PROBLEM STATEMENT:
Copy the records from the line containing "Target: car roof" through the end of the records, including both of those ends and keeping every request line. Move each coordinate in the answers by adding -149 to it.

[START OF EXTRACTED DATA]

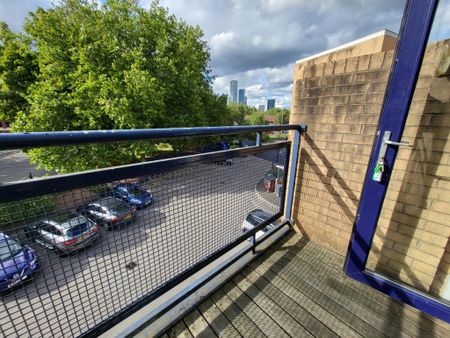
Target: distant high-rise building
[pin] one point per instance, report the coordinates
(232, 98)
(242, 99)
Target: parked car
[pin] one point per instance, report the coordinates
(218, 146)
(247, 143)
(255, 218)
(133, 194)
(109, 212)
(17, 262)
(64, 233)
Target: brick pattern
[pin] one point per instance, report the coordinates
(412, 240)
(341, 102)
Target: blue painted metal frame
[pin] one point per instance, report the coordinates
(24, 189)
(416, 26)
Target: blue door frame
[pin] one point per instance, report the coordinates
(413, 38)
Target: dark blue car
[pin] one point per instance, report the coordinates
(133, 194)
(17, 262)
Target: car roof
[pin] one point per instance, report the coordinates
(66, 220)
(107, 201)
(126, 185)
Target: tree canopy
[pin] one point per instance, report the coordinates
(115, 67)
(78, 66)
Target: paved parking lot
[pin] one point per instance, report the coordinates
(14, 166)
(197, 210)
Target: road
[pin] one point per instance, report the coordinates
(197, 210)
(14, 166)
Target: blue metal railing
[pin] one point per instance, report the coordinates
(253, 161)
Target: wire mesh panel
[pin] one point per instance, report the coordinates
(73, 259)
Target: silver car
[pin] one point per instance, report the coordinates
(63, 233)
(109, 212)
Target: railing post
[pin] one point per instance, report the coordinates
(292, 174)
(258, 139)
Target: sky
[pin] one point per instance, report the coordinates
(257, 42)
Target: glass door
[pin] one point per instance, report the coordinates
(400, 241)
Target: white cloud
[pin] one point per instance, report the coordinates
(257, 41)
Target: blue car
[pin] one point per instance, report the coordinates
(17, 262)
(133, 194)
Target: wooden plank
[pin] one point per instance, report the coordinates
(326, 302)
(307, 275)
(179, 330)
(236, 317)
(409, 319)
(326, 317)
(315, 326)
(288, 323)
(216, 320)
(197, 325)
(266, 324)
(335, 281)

[END OF EXTRACTED DATA]

CORRECT ANSWER:
Target: car roof
[pin] one point per instance, report the coordinates
(-83, 71)
(-42, 52)
(-23, 36)
Target: tree canopy
[pin] one point per instance, report the coordinates
(-34, -82)
(-71, -83)
Target: paved parking lot
[pin] one point per instance, report the coordinates
(-135, 17)
(48, 61)
Target: road
[pin] one point per instance, report the coordinates
(48, 61)
(-135, 17)
Target: blue metal railing
[pin] one point per instance, report the coordinates
(104, 12)
Target: wire mesh panel
[pin] one point per instance, report the coordinates
(-76, 110)
Target: silver car
[pin] one point per instance, report the coordinates
(-86, 84)
(-40, 63)
Target: railing post
[pin] one point per instance, report the coordinates
(143, 25)
(109, -10)
Target: sky
[pin] one point per instance, report the coordinates
(108, -107)
Target: glass door
[pin] one point per instance, report the coordinates
(251, 92)
Target: white cloud
[pin] one point per instance, report the coordinates
(108, -108)
Target: blue car
[pin] one point per instance, report the coordinates
(-132, 113)
(-16, 45)
Target: wooden plank
[pin] one point per instance, report the coordinates
(177, 153)
(158, 126)
(30, 181)
(87, 168)
(260, 170)
(177, 168)
(166, 177)
(139, 174)
(67, 171)
(48, 176)
(117, 175)
(186, 132)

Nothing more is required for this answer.